[Pointing dataset records]
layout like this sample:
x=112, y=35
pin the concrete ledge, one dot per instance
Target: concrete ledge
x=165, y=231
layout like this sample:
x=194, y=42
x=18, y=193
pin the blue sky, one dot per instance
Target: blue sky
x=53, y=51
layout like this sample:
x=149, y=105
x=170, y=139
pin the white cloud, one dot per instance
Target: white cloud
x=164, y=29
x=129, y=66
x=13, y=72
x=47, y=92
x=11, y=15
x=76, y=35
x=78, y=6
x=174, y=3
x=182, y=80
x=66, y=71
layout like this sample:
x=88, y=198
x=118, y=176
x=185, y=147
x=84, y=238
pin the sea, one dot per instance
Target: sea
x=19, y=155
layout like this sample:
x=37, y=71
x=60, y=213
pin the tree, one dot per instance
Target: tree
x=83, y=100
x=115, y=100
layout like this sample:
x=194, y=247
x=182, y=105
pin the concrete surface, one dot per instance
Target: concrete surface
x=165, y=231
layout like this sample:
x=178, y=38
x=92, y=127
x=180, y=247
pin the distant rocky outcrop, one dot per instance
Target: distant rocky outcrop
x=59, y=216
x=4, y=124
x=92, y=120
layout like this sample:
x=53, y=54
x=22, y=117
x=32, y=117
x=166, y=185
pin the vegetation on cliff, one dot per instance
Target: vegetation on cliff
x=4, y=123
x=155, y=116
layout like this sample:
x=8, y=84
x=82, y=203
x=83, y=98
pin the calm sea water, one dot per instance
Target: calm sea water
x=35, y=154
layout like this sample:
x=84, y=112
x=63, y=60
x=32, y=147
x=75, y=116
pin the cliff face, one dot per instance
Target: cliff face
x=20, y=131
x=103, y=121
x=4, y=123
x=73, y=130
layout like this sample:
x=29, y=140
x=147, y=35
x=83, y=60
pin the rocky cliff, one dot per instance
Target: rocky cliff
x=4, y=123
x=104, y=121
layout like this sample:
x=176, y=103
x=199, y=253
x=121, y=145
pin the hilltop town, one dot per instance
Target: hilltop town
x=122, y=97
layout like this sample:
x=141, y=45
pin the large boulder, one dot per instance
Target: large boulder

- Work instructions
Retype all of the data above line by line, without changing anything.

- Finished task
layout like this sample:
x=112, y=35
pin the concrete ledge, one dot per instance
Target: concrete ledge
x=165, y=231
layout like this sample:
x=194, y=42
x=18, y=193
pin the blue sky, one dot per instance
Target: blue sky
x=53, y=51
layout like this sample:
x=149, y=105
x=170, y=139
pin the white cloud, one dot per instance
Target: white cloud
x=164, y=29
x=129, y=66
x=13, y=72
x=47, y=92
x=11, y=15
x=76, y=35
x=78, y=6
x=174, y=3
x=182, y=80
x=66, y=71
layout like this sample:
x=88, y=198
x=118, y=176
x=185, y=147
x=84, y=238
pin the sea, one dot per instance
Target: sea
x=19, y=155
layout like this sample:
x=37, y=71
x=60, y=213
pin the tree, one dot per instance
Target: tree
x=83, y=100
x=115, y=100
layout like this sample:
x=194, y=247
x=182, y=105
pin the concrete surface, one dot per instance
Target: concrete surface
x=165, y=231
layout like this sample:
x=178, y=38
x=92, y=127
x=180, y=247
pin the distant rocky outcrop, one dot per instance
Target: distant rocky outcrop
x=59, y=216
x=4, y=124
x=92, y=120
layout like this sample:
x=53, y=54
x=22, y=117
x=32, y=117
x=166, y=185
pin the vegetation on cliff, one dot per instance
Target: vegetation on cliff
x=4, y=123
x=155, y=116
layout like this sample:
x=8, y=84
x=82, y=203
x=83, y=98
pin the calm sea water, one dot per instance
Target: calm sea water
x=35, y=154
layout like this sample:
x=84, y=112
x=63, y=60
x=32, y=147
x=75, y=116
pin the cliff face, one dot per instance
Target: cliff face
x=20, y=131
x=103, y=121
x=4, y=123
x=73, y=130
layout like this sample:
x=29, y=140
x=147, y=35
x=83, y=60
pin the rocky cliff, one dot per instance
Target: rocky cliff
x=4, y=123
x=104, y=121
layout like this sample:
x=176, y=103
x=199, y=253
x=121, y=145
pin the hilltop town, one dot per instance
Target: hilltop town
x=122, y=97
layout like this sample:
x=141, y=45
pin the large boulder, one dot per instance
Target: large boulder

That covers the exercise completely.